▸ **Using the information**
- 1) In the article on staying active and well through winter, what does Larissa Cuff call the key thing for someone struggling to find the motivation to keep moving?
- 2) Carry the article on staying active and well through winter forward from its last sentence.

** Quoted passage follows **

The days are getting shorter and temperatures are starting to drop, but despite winter gradually looming, there are plenty of ways to stay happy and healthy.
Sport BOP and local health organisations are sharing their tips for health and wellbeing as the colder months arrive.
Sport BOP health team leader Larissa Cuff says although it's becoming colder outside, witnessing the change of season by going for a walk in the forest or to a local park can be a rewarding and calming experience.
"Whakarewarewa Forest is a great place to explore in winter, by bike or on foot, as there's plenty of shelter under the tree canopy and trails catering for all fitness levels.
"The aquatic centre, complete with indoor pool, is also a great option and offers aquatic fitness classes for all levels and abilities."
Larissa says if venturing outdoors isn't your thing, then there has been an explosion of free online workouts in the last 12 months that can be done in your lounge room.
Sport Bay of Plenty has also put together loads of home activity resources for all ages which can be found at its website.
She says it's natural to want to retreat inside away from the cold and damp as winter sets in, but staying active is important for our physical and mental wellbeing.
"The mood-boosting benefits of physical activity can really help us ride out the gloomy winter months.
"Going for a ride, a walk or to a gym class with others can also ensure you stay socially connected and combat some of the isolation that easily creeps in when there's less daylight hours and we want to retreat inside."
Larissa says if you're struggling to find the motivation to keep moving over winter, then the key thing is to do little things often.
"Shorter daylight hours can be demotivating if you're used to exercising early or later in the day, so doing smaller, achievable activities more often can be a rewarding way to make sure you remain active.
"A 10-minute walk, taking the kids to the park or challenging your workmates to ride to work can all be great ways to 'sneak in' some physical activity into your day."
She says another key motivator to help you resist the pull of the couch is to join a local activity group or club.
"Not only is it a great way to connect with new people, it's also a positive way to stay on track.
"We're less likely to cancel an activity when we've told others we'll be there, versus when we plan to just do something by ourselves.
"Visit the Get Involved directory on sportbop.co.nz for a list of activity providers and clubs in your area.
"Although winter can really put a dampener on our motivation to stay active, little things like keeping it simple, doing it often and doing a variety of activities can really help make winter more enjoyable."

** End of Quoted passage **
** Data follows **

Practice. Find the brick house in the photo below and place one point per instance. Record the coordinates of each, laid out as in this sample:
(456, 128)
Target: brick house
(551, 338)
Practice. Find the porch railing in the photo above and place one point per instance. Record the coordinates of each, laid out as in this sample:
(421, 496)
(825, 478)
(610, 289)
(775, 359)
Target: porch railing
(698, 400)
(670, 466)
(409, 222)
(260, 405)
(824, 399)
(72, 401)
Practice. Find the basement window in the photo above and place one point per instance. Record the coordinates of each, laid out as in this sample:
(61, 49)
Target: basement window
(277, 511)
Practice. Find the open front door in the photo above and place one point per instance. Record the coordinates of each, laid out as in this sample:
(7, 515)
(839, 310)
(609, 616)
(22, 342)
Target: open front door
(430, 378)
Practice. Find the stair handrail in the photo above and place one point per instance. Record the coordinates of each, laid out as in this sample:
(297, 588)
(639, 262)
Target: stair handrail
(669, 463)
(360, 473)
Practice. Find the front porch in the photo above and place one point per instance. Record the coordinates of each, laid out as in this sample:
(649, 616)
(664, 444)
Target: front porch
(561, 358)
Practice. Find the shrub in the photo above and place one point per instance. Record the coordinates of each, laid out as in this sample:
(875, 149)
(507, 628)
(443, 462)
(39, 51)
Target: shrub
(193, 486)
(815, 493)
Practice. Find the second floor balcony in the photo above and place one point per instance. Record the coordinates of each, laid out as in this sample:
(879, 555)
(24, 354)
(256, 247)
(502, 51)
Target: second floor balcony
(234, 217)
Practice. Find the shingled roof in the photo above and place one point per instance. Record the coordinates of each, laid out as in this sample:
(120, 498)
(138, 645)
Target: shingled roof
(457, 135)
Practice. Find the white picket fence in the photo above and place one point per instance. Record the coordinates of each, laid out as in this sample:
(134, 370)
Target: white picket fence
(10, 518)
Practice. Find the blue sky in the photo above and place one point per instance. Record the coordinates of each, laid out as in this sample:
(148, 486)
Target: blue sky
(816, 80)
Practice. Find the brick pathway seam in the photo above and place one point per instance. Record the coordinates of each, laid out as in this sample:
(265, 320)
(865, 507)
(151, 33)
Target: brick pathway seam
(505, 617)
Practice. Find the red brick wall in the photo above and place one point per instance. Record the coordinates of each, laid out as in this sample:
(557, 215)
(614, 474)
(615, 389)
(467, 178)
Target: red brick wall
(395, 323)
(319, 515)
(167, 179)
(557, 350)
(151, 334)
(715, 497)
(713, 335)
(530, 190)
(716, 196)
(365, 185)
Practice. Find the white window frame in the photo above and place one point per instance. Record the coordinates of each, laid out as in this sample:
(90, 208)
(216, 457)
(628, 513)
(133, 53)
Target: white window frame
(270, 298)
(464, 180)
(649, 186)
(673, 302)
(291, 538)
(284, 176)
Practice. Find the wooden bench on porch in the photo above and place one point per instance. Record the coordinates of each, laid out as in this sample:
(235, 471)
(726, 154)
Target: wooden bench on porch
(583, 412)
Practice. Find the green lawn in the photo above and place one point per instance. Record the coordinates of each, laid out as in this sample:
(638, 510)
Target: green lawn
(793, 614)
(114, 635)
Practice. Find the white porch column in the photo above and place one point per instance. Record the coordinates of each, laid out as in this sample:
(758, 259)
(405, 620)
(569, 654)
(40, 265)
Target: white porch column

** End of Data **

▸ **Answers given**
- 1) To do little things often.

- 2)
Dr Hayden McRobbie, Lakes District Health Board lifestyle consultant, says respiratory illnesses tend to spike in the colder months.
"Last year we saw less respiratory illnesses, likely due to the preventive measures implemented for Covid-19 (eg. better hand hygiene, cough etiquette, social distancing, etc)."
He reminds people to practise good hygiene, including washing hands often and coughing/sneezing into your elbow.
"If you have flu or cold symptoms stay home and get a Covid test. Eat well, get enough sleep, be physically active, stop smoking. Get an influenza immunisation if you are eligible."
He says if you have underlying respiratory illnesses, make sure to have an action plan in place for the colder months and take medicines as prescribed by your doctor.
"Keep your home healthy - open windows when you can and clean visible mould off surfaces.
"Make sure to keep up with your child's immunisation schedule - ask your doctor or practice nurse."
If you are aged between 15 and 30 you may have missed out on a measles immunisation.
Get an MMR immunisation from your doctor or participating pharmacist (if you are 16 years and over).
Dr Lynne Layne, Toi Te Ora Public Health public health physician, says influenza is one of the main winter illnesses.
"Although some of the symptoms are the same as a cold, influenza is usually much more severe and can lead to hospitalisation, particularly in the very young, the elderly, and in people who already have health problems.
"Immunisation, hand hygiene and cough etiquette are effective ways to reduce the spread of influenza. It is also important to stay home if you develop an influenza-like illness."
The influenza vaccine is free for those most at risk including everyone aged 65 and over, and adults or children with certain chronic medical conditions.
Work on this year's influenza vaccination programme is currently being finalised, she says.
She says other illnesses that are more frequent over winter are asthma, respiratory infections and rheumatic fever.
"Keeping homes warm and dry in the colder months helps protect families from these infectious diseases.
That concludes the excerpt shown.